§ Task details
Please restate the data that follows word for word, with the pictures left out.

§ Materials provided
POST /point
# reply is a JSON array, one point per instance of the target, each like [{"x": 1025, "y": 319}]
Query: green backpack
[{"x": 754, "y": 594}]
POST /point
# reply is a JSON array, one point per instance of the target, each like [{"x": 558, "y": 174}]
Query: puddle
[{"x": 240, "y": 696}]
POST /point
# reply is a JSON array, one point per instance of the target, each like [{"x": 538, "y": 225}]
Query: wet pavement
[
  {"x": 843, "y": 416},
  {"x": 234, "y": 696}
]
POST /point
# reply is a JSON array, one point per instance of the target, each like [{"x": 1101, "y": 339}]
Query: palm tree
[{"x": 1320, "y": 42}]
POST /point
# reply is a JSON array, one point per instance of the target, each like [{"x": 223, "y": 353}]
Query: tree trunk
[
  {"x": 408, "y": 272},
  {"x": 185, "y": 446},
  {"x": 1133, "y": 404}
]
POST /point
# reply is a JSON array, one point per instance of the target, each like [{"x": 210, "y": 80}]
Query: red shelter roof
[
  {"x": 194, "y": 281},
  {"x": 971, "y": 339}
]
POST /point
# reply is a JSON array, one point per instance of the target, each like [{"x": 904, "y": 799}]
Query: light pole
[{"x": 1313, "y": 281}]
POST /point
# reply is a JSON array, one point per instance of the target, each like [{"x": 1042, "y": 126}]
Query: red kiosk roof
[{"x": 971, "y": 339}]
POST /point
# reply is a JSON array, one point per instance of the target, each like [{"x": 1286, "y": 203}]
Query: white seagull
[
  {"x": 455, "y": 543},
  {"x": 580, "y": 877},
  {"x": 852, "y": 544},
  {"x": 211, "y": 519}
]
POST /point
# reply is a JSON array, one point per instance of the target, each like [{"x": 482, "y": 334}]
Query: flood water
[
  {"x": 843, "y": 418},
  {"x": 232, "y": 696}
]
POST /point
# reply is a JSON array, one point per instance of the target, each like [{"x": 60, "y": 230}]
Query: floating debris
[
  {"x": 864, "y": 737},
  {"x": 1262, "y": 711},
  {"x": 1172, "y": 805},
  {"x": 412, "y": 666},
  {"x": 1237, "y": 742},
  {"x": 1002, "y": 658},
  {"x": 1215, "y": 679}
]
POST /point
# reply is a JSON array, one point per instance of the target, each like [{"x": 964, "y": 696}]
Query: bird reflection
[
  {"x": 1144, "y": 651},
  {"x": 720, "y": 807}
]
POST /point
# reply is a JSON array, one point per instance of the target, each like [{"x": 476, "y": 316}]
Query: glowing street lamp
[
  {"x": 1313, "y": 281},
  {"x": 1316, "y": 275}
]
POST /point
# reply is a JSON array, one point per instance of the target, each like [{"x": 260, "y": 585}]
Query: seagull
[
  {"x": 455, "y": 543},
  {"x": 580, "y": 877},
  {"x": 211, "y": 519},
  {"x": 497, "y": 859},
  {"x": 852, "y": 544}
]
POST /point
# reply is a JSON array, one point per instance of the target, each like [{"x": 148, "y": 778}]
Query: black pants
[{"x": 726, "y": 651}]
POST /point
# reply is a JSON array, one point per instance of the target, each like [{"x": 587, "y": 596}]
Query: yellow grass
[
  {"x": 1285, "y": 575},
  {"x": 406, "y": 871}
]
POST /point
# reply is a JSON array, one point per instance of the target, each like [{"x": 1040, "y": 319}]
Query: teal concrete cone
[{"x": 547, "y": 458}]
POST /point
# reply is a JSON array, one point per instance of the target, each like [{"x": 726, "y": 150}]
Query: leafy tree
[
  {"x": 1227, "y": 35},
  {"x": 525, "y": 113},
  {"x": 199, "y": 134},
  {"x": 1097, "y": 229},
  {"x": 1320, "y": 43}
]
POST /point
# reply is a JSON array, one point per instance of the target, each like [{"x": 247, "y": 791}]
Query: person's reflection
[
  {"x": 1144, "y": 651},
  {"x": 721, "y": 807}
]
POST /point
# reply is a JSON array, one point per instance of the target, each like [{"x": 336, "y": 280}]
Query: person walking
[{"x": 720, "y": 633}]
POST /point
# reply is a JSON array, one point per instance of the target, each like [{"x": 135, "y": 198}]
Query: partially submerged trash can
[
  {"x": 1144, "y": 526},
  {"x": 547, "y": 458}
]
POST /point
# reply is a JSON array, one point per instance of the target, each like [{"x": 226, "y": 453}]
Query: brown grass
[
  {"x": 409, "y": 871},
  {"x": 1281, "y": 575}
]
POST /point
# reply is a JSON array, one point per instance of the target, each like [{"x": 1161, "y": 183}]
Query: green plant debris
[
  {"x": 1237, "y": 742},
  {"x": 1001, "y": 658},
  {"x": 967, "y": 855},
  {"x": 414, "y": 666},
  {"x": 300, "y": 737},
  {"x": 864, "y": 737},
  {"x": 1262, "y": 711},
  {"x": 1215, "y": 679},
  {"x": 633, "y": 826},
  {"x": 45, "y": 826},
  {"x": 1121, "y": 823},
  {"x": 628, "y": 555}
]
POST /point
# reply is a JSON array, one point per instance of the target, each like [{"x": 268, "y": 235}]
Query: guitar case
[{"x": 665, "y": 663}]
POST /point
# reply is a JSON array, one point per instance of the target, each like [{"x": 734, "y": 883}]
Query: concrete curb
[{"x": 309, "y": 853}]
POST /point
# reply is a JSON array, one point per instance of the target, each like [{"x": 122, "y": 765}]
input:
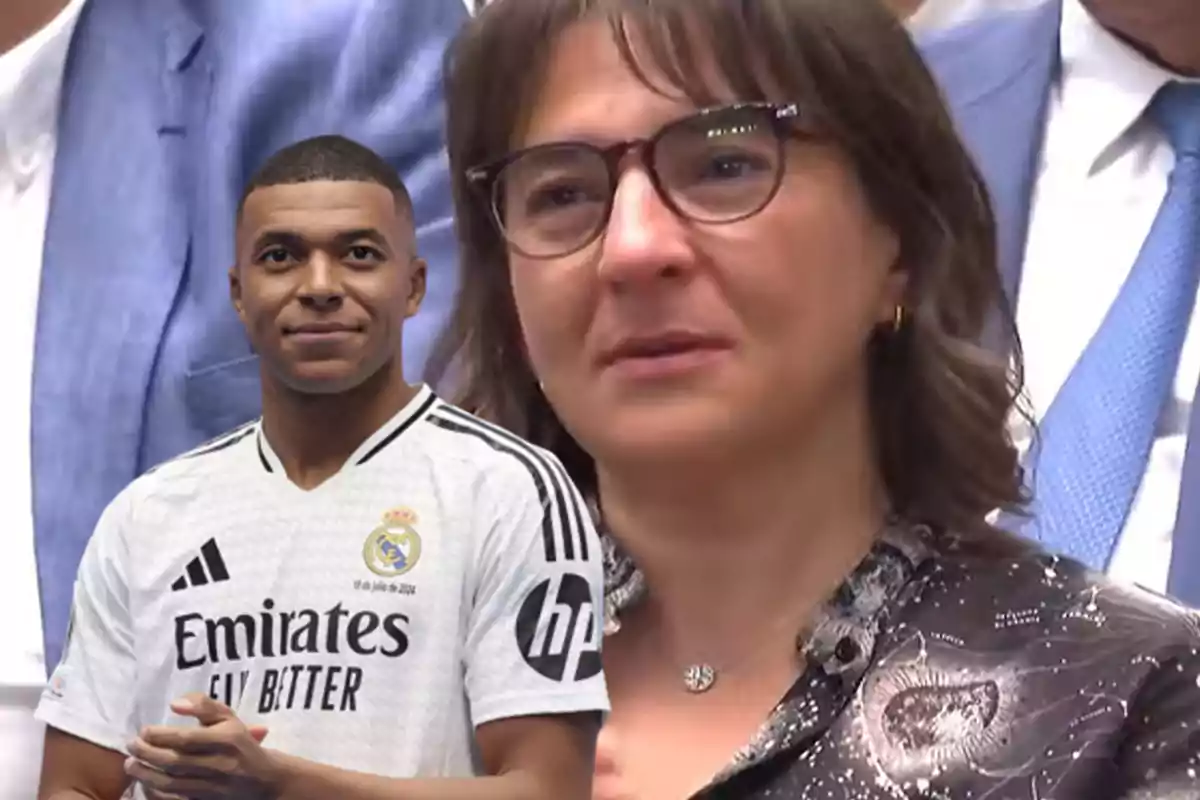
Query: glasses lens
[
  {"x": 551, "y": 200},
  {"x": 723, "y": 166}
]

§ Exercise output
POST /point
# reply is a JSON array, one point per instance of the target, each like [{"x": 1025, "y": 319}]
Query: green backpack
[{"x": 754, "y": 594}]
POST /point
# reply is a JSON array, one point per instance of the target, each like [{"x": 558, "y": 174}]
Query: puddle
[{"x": 240, "y": 696}]
POST /point
# reply is a JSON array, one point per instance of the target, each like [{"x": 538, "y": 225}]
Query: wet pavement
[
  {"x": 843, "y": 416},
  {"x": 234, "y": 696}
]
POST /point
# reply is a JSON array, one point per instance of the target, each like [{"x": 1101, "y": 339}]
Query: palm tree
[{"x": 1320, "y": 42}]
POST /point
# reply is a JSON array, one point per instance of the target, each like [{"x": 223, "y": 353}]
Query: tree trunk
[
  {"x": 408, "y": 272},
  {"x": 185, "y": 446},
  {"x": 1133, "y": 404}
]
POST /point
# reply is a JSON array, one point per instance of the target, each like [{"x": 210, "y": 80}]
Query: red shelter roof
[
  {"x": 194, "y": 281},
  {"x": 971, "y": 339}
]
POST /point
# reply is a JSON array, one point per instance of the target, each like [{"x": 904, "y": 799}]
Query: light pole
[{"x": 1313, "y": 281}]
POST /point
# reply is a JSON array, one point per instance of the target, each like [{"x": 1042, "y": 126}]
Query: red kiosk roof
[{"x": 971, "y": 339}]
POST /point
# reply is a JSON array, one point per instance of the target, each like [{"x": 1286, "y": 203}]
Query: white seagull
[
  {"x": 455, "y": 543},
  {"x": 580, "y": 877},
  {"x": 852, "y": 544},
  {"x": 211, "y": 519}
]
POST /point
# reply is a JSON array, one point per instance of the target, each like [{"x": 482, "y": 334}]
Query: flood water
[
  {"x": 843, "y": 418},
  {"x": 232, "y": 696}
]
POST /point
# reply is a JSON array, one point per instance of the target, each like [{"x": 60, "y": 230}]
Query: floating debris
[
  {"x": 864, "y": 737},
  {"x": 1262, "y": 711},
  {"x": 1172, "y": 805},
  {"x": 412, "y": 666},
  {"x": 1237, "y": 742},
  {"x": 1002, "y": 658},
  {"x": 1215, "y": 679}
]
POST /point
# reply is a JSON array, one point per instance of the target, each like [{"x": 964, "y": 696}]
Query: bird reflection
[
  {"x": 1144, "y": 651},
  {"x": 720, "y": 807}
]
POST /point
# reply is a JSON array, one point per instance of the target, each like [{"x": 476, "y": 316}]
Query: glowing street lamp
[
  {"x": 1313, "y": 281},
  {"x": 1316, "y": 275}
]
POST /point
# reply is a JSON array, one point per instance of the target, each like [{"x": 260, "y": 585}]
Query: seagull
[
  {"x": 455, "y": 543},
  {"x": 580, "y": 877},
  {"x": 211, "y": 519},
  {"x": 497, "y": 859},
  {"x": 852, "y": 544}
]
POST /point
# reply is a JSON array, one point per instance of the target, each like [{"x": 148, "y": 778}]
Query: black pants
[{"x": 726, "y": 651}]
POST /point
# reply is a JSON array, one point per instance of the target, each like [{"x": 587, "y": 596}]
Query: yellow grass
[
  {"x": 1285, "y": 575},
  {"x": 406, "y": 871}
]
POST /point
# reply is a JSON array, one point per instance of the target, each like [{"x": 1040, "y": 319}]
Query: teal concrete cone
[{"x": 547, "y": 458}]
POST /point
# reply is a JSON array, one point per instance of the target, each like [{"x": 726, "y": 150}]
Query: leafy tree
[
  {"x": 1227, "y": 35},
  {"x": 525, "y": 113},
  {"x": 199, "y": 134},
  {"x": 1097, "y": 229},
  {"x": 1320, "y": 43}
]
POST /point
# reply is a JSON array, one point per instance of the target, each like [{"x": 247, "y": 791}]
Query: person's reflection
[
  {"x": 1144, "y": 651},
  {"x": 721, "y": 807}
]
POST /point
# reply is a JSON array, one point per instance of the target, each like [{"x": 336, "y": 280}]
Query: person walking
[{"x": 720, "y": 633}]
POST /point
# reply is a JSON array, one point per instance of the target, each like [{"x": 135, "y": 198}]
Query: partially submerged trash can
[
  {"x": 1144, "y": 526},
  {"x": 547, "y": 458}
]
POST /point
# reply is a JSON array, one point per instance of the target, each like [{"x": 226, "y": 453}]
Query: brown grass
[
  {"x": 409, "y": 871},
  {"x": 1281, "y": 575}
]
POST /point
# reply is a JSON array, one point per instance of the target, each like [{"x": 1161, "y": 183}]
Query: green plant debris
[
  {"x": 1237, "y": 742},
  {"x": 1001, "y": 658},
  {"x": 967, "y": 855},
  {"x": 414, "y": 666},
  {"x": 300, "y": 737},
  {"x": 864, "y": 737},
  {"x": 1262, "y": 711},
  {"x": 1215, "y": 679},
  {"x": 633, "y": 826},
  {"x": 45, "y": 826},
  {"x": 1121, "y": 823},
  {"x": 628, "y": 555}
]
POST /point
# reply is a JSON array, one point per instance of the target, each like [{"x": 268, "y": 235}]
Query: guitar case
[{"x": 665, "y": 663}]
POST /point
# reply is a JSON array, one point per instance of the target, each like [{"x": 734, "y": 883}]
Query: concrete curb
[{"x": 309, "y": 853}]
POST /point
# reply is a JSON array, one point per instance of the target, each like [{"x": 122, "y": 765}]
input:
Query: glasses lens
[
  {"x": 551, "y": 200},
  {"x": 723, "y": 166}
]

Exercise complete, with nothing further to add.